Il va donc proposer une philosophie très argumentée ou tout existe sauf le monde et considérer cet existant comme constitué par des domaines du sens.

Dans un certain nombre de cas, à partir d'une réflexion sur le vécu, s'instaure une cascade de conséquences qui font sortir de la philosophie pour entrer dans l’idéologie. Ce glissement est bien illustré par Martha Nussbaum qui passe d’une philosophie de l’espoir à des opinions sur le rôle de l’art, de la religion, et sur le service civique comme pratiques utiles pour l’espoir (Nussbaum Martha , The Monarchy of Fear, Simon & Schuster, New York, 2018). La proposition de Nussbaum de « cultiver l'espoir » rejoint la philosophie comme mode de vie, que nous verrons plus loin. 

Éviter une pensée hétéronome

L'adoption immédiate et sans critique d'idées préconçues produit l'opinion. En rationalisant ses penchants, on donne son opinion et, selon la formule de Gaston Bachelard, l'opinion pense mal (La Formation de l'esprit scientifique, 1938). Elle ne pense pas de manière autonome, elle traduit des intérêts en discours. L'opinion, lorsqu'elle est collective et largement partagée par un groupe social, forme une idéologie, un discours intéressé et partisan. Le philosophe doit mettre en évidence ce type de discours, en indiquer les ressorts et la finalité, en montrer les conséquences pratiques, mais en aucun cas y participer.

Le philosophe doit même dénoncer tous ceux qui prétendent édifier, endoctriner, évangéliser, indiquer la voie, pour en tirer du pouvoir, du prestige ou de l’argent, ou pour imposer aux autres leurs croyances impératives. L’utilité de cette critique s’impose d’évidence au vu des terribles exemples qu’on été les idéologies politiques pernicieuses (nazisme, stalinisme) et les mélanges idéologico-religieux fanatisant comme l’islamisme.  On pourrait soutenir, à l’extrême, que toute pensée est hétéronome et qu’il n’y aurait donc pas de philosophie possible sauf une philosophie sceptique. De manière plus nuancée, on peut avancer qu’une philosophie rationnelle et désintéressée est rare et difficile ; elle survient par un lent et difficile travail de la pensée qui  évite les écueils et fourvoiements, grâce à un retour réflexif sur elle-même.

Tous les discours idéologiques et religieux produisent des dogmes contribuant à la « minorité » intellectuelle des individus, à « l’incapacité de se servir de son intelligence sans être dirigé par autrui ». «Sapere aude, aie le courage de te servir de ta propre intelligence ! » s’exclamait Emmanuel Kant en 1790, dans Qu’est-ce que les Lumières ? Cela signifie qu' un philosophe ne devrait pas prétendre penser pour autrui, mais au contraire faire en sorte que chacun pense par soi-même. Il devrait s’abstenir de donner des leçons, de se poser en législateur du genre humain. Ce pourrait être un aspect de la philosophie comme proposition : donner des moyens de réflexion, tout en s'abstenant de tenir des propos normatifs.

****

### Consignes:
- A) Relevez tous les penseurs que l'extrait sur la philosophie et l'idéologie nomme explicitement.
- B) Recopiez le passage de l'extrait sur la philosophie et l'idéologie qui commence aux mots « Éviter une pensée » et s'arrête après « cas y participer. ».

### Données fournies:
****

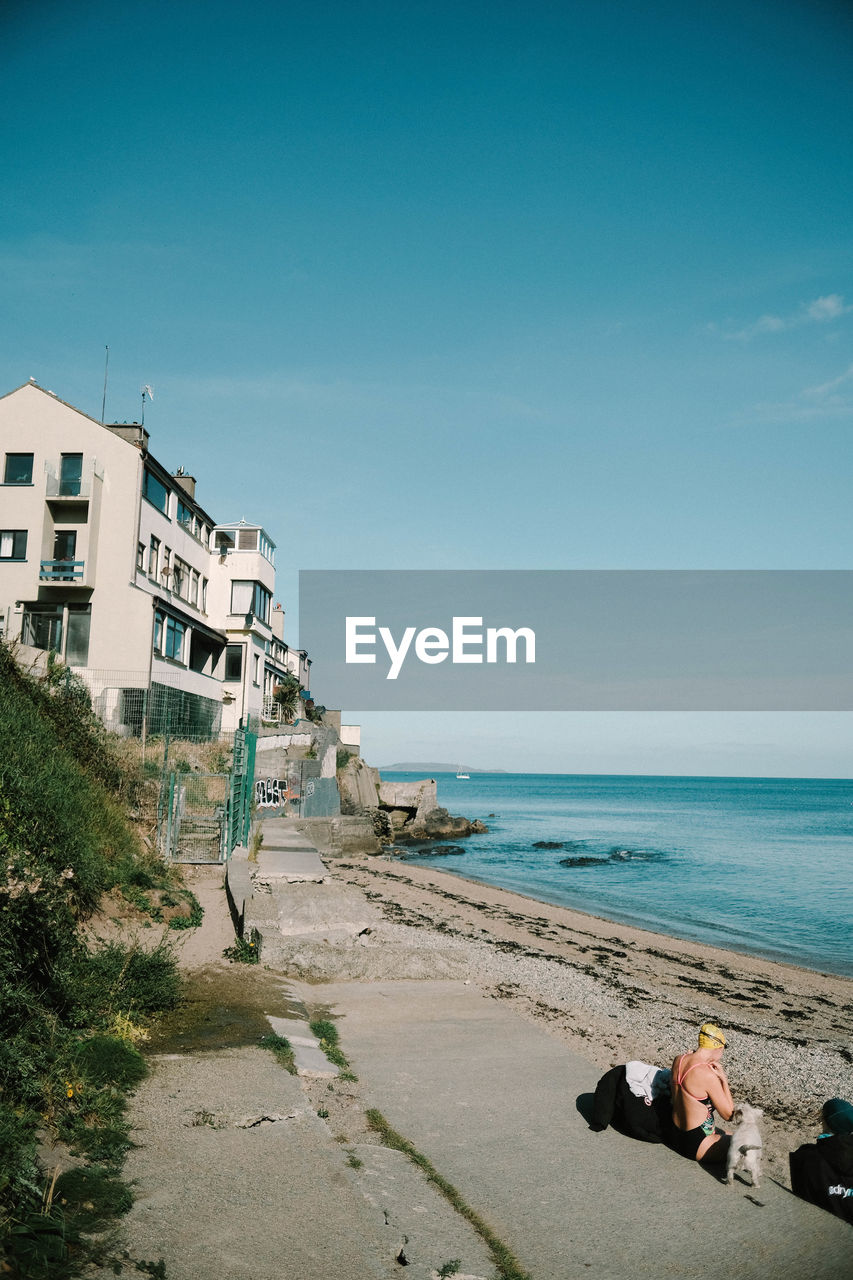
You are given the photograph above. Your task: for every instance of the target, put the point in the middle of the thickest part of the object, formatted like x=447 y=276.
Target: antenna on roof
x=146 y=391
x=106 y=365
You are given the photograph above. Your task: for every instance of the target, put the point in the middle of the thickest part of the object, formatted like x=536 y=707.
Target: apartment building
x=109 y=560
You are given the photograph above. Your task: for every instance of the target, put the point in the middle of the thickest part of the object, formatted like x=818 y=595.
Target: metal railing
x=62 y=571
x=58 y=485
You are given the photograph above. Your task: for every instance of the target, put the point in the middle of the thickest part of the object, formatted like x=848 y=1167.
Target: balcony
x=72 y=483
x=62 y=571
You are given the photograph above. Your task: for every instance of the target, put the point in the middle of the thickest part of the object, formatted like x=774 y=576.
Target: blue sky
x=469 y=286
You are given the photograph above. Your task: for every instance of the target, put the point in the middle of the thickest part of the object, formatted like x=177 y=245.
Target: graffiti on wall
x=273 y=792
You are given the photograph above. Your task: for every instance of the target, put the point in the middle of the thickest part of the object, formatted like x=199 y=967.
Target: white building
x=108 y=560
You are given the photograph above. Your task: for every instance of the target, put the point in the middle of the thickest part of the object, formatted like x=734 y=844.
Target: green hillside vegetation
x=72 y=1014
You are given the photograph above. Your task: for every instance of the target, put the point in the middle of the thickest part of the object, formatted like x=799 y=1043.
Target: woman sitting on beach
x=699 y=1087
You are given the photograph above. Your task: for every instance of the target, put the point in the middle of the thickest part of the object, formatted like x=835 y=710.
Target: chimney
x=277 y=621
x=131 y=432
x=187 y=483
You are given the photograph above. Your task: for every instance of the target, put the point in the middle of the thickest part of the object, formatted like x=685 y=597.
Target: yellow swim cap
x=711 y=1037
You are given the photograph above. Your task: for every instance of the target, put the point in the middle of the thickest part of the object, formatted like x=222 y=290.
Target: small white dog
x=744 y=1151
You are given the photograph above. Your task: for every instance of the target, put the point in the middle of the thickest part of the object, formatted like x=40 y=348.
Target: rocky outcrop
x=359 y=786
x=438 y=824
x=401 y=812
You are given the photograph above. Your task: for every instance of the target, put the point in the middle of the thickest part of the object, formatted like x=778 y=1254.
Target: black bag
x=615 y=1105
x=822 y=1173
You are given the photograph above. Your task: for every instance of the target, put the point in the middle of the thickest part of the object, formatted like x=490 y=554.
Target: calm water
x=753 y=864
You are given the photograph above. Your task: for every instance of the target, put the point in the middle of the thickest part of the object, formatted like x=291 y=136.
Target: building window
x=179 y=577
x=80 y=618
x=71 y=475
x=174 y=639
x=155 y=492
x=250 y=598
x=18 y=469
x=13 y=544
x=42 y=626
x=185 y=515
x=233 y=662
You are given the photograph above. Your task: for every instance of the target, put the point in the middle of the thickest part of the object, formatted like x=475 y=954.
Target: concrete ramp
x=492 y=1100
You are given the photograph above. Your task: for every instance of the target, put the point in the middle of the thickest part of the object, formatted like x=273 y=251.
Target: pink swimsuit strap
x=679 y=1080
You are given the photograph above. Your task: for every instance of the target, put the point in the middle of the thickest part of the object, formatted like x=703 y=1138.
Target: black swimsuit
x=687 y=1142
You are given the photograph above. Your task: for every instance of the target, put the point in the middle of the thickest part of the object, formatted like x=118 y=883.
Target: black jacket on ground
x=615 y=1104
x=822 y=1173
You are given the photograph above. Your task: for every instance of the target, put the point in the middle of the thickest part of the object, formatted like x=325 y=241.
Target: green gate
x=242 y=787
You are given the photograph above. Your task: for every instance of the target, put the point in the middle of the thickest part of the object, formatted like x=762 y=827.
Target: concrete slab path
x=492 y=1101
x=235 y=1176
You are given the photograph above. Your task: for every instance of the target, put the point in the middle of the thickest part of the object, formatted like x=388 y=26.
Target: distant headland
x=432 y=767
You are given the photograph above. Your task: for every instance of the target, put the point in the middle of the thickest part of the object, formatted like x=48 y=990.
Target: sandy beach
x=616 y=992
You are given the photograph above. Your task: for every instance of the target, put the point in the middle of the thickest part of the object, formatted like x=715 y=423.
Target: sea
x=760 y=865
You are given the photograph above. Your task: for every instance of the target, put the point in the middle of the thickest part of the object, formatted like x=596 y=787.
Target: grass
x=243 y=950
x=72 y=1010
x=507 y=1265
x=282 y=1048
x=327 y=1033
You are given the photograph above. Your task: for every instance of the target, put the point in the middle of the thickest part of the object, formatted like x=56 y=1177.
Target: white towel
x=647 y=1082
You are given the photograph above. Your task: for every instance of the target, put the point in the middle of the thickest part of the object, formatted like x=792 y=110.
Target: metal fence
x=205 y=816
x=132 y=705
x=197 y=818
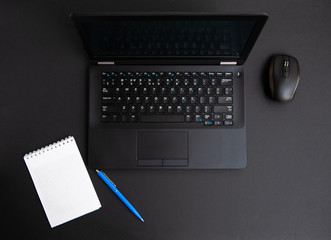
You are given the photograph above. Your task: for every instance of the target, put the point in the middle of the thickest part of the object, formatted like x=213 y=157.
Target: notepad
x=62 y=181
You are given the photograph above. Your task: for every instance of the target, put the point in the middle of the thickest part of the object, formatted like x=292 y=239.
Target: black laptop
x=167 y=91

****

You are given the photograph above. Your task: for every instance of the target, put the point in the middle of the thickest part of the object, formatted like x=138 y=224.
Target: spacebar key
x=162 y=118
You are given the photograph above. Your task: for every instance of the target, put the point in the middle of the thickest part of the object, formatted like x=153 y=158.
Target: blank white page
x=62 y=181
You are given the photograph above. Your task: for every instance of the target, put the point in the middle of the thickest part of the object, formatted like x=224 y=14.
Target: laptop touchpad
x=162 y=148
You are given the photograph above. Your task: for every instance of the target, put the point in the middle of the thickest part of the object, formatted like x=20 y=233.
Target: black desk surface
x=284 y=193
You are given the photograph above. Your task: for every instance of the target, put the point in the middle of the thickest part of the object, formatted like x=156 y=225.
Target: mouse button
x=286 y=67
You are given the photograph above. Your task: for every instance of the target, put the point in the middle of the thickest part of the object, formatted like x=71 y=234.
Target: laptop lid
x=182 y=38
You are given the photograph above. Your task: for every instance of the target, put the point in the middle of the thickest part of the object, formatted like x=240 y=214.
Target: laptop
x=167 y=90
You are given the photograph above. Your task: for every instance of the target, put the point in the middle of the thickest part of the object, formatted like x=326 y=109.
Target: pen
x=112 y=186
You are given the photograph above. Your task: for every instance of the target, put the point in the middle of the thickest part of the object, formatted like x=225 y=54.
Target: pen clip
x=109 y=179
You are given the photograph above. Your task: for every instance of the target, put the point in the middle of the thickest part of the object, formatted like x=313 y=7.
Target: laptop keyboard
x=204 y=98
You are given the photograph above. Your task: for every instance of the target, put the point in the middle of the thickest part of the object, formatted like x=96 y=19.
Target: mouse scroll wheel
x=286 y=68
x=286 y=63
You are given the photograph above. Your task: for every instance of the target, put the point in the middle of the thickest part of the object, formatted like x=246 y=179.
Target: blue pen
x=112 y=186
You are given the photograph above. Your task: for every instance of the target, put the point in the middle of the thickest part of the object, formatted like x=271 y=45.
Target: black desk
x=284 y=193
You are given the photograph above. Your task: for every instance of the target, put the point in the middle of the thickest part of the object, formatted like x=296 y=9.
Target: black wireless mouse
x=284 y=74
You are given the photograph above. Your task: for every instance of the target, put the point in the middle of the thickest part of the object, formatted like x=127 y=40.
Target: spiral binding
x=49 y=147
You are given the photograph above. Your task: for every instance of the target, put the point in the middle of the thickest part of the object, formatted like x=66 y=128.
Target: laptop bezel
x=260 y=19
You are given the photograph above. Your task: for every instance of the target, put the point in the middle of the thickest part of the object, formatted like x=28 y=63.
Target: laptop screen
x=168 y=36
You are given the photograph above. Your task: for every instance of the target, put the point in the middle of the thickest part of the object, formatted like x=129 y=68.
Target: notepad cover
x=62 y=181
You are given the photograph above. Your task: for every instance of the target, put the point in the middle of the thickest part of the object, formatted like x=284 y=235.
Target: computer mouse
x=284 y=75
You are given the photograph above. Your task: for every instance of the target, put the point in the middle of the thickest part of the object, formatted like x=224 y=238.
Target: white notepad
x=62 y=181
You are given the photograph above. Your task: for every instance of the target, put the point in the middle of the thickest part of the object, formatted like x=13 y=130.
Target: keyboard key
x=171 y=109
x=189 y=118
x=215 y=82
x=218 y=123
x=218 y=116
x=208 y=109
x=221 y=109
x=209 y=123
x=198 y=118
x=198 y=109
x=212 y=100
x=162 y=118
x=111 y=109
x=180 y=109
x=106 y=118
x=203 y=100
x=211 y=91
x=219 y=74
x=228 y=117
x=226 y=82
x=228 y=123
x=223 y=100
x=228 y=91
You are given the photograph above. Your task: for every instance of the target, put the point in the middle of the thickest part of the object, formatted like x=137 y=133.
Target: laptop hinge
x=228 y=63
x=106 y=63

****

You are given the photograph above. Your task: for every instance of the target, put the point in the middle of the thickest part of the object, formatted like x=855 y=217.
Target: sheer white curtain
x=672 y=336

****

### Réponses:
- A) Martha Nussbaum, Gaston Bachelard, Emmanuel Kant

- B)
Éviter une pensée hétéronome

L'adoption immédiate et sans critique d'idées préconçues produit l'opinion. En rationalisant ses penchants, on donne son opinion et, selon la formule de Gaston Bachelard, l'opinion pense mal (La Formation de l'esprit scientifique, 1938). Elle ne pense pas de manière autonome, elle traduit des intérêts en discours. L'opinion, lorsqu'elle est collective et largement partagée par un groupe social, forme une idéologie, un discours intéressé et partisan. Le philosophe doit mettre en évidence ce type de discours, en indiquer les ressorts et la finalité, en montrer les conséquences pratiques, mais en aucun cas y participer.